>> begin

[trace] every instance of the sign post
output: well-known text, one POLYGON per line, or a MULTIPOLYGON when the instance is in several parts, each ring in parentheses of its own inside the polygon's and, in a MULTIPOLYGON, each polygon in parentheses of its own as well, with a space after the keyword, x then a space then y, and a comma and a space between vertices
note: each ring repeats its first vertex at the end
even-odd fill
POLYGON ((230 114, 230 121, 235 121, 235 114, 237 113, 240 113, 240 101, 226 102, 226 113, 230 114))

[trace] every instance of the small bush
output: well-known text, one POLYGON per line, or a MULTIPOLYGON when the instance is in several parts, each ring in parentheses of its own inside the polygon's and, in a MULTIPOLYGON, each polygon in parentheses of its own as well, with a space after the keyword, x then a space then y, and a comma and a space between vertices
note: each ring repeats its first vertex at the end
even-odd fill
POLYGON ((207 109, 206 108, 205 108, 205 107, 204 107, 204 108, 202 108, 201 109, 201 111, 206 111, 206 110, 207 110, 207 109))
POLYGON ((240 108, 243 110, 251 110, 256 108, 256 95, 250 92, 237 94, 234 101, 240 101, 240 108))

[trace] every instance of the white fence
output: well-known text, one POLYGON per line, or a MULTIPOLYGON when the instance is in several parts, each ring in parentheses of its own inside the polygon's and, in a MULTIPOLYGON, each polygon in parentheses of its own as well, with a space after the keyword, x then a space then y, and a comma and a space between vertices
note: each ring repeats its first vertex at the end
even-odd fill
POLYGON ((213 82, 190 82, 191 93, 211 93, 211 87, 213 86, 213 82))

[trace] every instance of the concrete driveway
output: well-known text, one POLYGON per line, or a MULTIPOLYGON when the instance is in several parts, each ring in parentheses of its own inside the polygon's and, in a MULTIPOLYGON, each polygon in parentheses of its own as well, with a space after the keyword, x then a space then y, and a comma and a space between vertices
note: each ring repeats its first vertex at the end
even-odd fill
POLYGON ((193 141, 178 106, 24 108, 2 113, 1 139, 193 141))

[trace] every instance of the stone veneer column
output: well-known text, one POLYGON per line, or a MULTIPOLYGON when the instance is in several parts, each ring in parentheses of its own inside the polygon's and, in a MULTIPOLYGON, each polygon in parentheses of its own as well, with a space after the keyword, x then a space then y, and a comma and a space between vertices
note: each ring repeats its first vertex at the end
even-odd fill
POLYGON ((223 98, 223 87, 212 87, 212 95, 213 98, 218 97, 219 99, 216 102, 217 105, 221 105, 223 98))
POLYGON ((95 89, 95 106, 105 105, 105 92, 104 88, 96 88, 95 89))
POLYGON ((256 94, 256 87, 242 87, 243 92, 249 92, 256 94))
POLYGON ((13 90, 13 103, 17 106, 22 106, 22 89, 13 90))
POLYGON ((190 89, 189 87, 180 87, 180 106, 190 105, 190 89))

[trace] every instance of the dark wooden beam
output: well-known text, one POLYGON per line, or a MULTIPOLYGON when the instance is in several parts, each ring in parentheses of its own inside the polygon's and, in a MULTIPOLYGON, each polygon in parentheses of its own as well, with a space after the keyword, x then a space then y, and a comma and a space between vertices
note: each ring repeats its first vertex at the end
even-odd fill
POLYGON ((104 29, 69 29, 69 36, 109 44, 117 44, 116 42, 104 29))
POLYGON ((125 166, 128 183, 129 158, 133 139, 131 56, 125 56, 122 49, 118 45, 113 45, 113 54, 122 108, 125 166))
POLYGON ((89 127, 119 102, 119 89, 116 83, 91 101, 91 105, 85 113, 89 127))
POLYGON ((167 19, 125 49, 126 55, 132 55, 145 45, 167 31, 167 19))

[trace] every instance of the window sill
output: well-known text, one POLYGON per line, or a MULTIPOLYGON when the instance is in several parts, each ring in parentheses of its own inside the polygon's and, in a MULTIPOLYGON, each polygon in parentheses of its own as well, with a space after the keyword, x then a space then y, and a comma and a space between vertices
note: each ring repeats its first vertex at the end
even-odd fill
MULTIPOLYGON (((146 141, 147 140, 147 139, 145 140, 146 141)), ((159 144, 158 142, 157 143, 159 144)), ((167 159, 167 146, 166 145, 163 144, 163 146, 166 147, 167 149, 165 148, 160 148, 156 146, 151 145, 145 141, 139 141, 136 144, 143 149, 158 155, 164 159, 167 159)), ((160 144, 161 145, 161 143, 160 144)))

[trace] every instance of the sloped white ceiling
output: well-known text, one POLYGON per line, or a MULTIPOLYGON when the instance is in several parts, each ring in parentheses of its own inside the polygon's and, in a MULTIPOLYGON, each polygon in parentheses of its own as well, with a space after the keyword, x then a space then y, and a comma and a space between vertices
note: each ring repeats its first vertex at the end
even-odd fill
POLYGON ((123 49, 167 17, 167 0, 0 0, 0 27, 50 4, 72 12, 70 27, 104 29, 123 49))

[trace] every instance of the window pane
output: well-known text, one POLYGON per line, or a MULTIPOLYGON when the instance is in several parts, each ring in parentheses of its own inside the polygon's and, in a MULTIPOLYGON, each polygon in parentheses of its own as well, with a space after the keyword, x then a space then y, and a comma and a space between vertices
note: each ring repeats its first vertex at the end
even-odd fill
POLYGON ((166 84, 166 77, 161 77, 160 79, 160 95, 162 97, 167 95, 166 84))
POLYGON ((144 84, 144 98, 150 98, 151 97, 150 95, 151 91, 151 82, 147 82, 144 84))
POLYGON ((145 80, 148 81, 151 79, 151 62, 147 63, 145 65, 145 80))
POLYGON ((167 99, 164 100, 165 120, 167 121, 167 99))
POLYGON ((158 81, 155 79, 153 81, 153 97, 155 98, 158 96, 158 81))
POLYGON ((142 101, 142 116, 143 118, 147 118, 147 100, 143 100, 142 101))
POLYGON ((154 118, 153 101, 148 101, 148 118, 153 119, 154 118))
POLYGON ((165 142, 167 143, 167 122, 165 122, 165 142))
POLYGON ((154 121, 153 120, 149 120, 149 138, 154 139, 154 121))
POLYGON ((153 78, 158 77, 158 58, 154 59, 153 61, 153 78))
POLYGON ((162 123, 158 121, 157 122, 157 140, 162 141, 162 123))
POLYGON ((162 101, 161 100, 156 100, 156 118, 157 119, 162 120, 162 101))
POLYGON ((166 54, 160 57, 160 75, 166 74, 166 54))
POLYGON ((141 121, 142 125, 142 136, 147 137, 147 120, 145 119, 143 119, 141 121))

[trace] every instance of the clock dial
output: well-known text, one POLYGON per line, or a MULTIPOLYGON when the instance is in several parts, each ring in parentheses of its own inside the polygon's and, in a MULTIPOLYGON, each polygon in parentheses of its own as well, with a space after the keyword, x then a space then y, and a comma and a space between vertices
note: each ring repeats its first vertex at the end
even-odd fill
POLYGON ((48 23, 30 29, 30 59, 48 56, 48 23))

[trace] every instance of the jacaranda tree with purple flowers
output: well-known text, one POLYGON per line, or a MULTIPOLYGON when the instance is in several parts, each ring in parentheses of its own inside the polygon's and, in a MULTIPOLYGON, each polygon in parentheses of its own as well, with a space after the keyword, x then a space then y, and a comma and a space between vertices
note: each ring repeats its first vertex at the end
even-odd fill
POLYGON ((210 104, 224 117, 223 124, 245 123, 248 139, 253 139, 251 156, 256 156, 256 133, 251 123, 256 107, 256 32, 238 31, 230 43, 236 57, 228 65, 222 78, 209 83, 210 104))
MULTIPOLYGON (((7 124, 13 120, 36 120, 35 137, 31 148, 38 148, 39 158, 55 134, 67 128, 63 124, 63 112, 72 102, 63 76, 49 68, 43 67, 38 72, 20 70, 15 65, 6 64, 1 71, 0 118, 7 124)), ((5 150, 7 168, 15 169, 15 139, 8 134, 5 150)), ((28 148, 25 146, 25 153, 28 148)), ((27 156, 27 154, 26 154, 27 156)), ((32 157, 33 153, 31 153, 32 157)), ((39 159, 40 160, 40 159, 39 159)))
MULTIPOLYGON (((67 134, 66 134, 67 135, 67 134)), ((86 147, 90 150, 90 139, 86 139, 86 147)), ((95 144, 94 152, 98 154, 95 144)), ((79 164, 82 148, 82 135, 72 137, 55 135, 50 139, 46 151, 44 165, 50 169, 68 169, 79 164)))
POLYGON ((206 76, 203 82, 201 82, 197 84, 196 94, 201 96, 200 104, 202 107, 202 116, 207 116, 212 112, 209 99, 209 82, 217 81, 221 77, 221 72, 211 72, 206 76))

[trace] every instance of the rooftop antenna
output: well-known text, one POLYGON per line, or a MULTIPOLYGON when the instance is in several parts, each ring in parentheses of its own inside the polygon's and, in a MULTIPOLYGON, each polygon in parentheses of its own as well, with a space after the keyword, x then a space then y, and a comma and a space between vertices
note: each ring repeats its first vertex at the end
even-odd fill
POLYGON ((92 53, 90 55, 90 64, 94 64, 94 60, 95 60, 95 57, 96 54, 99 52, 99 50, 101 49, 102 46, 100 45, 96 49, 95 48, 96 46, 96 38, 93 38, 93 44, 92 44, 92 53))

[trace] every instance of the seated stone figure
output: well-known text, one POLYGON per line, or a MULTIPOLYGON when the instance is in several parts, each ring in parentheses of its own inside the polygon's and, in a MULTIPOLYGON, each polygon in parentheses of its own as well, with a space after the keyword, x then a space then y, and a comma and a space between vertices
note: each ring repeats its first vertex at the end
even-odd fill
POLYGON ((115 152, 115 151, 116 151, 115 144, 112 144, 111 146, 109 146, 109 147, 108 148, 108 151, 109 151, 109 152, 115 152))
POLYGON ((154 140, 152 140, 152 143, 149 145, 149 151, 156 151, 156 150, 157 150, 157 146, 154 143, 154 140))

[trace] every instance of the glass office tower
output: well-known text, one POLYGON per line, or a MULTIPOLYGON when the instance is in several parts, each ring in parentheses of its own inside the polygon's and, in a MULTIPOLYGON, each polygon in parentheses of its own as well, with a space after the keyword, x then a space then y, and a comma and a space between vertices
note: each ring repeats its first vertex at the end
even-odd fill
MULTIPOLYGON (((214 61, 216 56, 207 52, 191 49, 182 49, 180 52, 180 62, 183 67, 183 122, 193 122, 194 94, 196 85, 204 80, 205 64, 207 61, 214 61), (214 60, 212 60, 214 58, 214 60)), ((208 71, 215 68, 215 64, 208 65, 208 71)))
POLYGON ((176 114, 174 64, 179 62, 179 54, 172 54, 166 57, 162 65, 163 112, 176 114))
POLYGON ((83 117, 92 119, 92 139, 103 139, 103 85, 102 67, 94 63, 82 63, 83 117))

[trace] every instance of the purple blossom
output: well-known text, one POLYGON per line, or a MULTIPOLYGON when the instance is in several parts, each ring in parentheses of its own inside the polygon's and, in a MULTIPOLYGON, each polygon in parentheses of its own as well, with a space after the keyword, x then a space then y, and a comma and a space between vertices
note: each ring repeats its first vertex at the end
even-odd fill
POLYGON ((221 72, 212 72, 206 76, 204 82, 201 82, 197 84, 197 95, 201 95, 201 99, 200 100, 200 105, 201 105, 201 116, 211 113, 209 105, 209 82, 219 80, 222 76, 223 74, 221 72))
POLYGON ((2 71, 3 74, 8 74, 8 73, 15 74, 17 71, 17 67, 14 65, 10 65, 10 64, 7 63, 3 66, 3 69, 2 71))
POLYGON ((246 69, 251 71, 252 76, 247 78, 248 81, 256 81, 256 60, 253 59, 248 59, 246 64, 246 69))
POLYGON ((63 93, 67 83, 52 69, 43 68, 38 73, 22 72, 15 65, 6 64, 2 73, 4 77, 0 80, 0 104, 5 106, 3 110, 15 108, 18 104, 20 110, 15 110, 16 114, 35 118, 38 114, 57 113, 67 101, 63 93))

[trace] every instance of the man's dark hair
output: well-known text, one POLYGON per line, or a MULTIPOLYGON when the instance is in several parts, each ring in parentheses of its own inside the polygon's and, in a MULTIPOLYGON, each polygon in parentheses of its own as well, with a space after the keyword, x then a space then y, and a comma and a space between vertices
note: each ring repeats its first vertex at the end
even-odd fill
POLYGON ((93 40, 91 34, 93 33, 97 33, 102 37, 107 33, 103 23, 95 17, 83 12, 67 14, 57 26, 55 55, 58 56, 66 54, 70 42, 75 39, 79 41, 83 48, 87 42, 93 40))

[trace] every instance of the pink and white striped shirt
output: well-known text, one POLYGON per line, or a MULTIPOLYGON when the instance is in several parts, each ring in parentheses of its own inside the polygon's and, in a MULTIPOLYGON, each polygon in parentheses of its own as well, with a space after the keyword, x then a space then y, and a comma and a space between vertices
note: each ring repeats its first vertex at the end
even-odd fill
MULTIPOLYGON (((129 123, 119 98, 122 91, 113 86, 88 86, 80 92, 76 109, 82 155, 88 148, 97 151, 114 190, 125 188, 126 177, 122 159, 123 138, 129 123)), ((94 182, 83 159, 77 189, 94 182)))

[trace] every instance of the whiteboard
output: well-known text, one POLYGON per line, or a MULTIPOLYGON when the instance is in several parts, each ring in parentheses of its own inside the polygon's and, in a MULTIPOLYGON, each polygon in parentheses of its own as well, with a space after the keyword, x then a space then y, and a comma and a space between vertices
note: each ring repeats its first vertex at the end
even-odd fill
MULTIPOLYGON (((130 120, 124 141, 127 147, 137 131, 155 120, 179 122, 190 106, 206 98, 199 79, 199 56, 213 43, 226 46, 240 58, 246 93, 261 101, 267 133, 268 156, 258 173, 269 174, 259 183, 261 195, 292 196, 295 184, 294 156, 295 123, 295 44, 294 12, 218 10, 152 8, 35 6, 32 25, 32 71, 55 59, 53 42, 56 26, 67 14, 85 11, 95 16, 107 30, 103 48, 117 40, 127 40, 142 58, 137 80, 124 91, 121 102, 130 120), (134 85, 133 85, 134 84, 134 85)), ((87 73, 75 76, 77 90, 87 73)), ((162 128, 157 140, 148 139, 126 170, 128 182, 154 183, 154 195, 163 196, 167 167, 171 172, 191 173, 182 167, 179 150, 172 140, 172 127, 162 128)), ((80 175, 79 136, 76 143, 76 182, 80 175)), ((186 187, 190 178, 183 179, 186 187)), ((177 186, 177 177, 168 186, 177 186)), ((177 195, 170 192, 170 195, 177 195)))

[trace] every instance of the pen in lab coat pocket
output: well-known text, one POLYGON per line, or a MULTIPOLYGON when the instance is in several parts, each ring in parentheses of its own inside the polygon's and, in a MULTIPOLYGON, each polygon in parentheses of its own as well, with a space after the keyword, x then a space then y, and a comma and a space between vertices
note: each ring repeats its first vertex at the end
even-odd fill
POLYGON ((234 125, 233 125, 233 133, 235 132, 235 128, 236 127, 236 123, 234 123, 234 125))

>> end

◆ What the exercise asks ◆
Copy verbatim every line from the beginning of the records through the line containing "POLYGON ((240 108, 243", including that line.

◆ Response to this task ◆
[trace] every instance of the sign post
output: well-known text, one POLYGON per line, or a MULTIPOLYGON when the instance is in several parts, each ring in parentheses of its own inside the polygon's and, in a MULTIPOLYGON, each polygon in parentheses of its own as well, with a space after the keyword, x then a space then y, and a comma and a space between vertices
note: each ring repeats its first vertex at the end
even-odd fill
POLYGON ((230 114, 230 121, 235 121, 235 114, 237 113, 240 113, 240 101, 226 102, 226 113, 230 114))

[trace] every instance of the small bush
output: well-known text, one POLYGON per line, or a MULTIPOLYGON when the instance is in several parts, each ring in parentheses of its own inside the polygon's and, in a MULTIPOLYGON, each polygon in parentheses of its own as well, with a space after the keyword, x then a space then y, and a comma and a space between vertices
note: each ring repeats its first vertex at the end
even-odd fill
POLYGON ((207 109, 206 108, 205 108, 205 107, 204 107, 204 108, 202 108, 201 109, 201 111, 206 111, 206 110, 207 110, 207 109))
POLYGON ((240 108, 243 110, 251 110, 256 108, 256 95, 250 92, 237 94, 234 101, 240 101, 240 108))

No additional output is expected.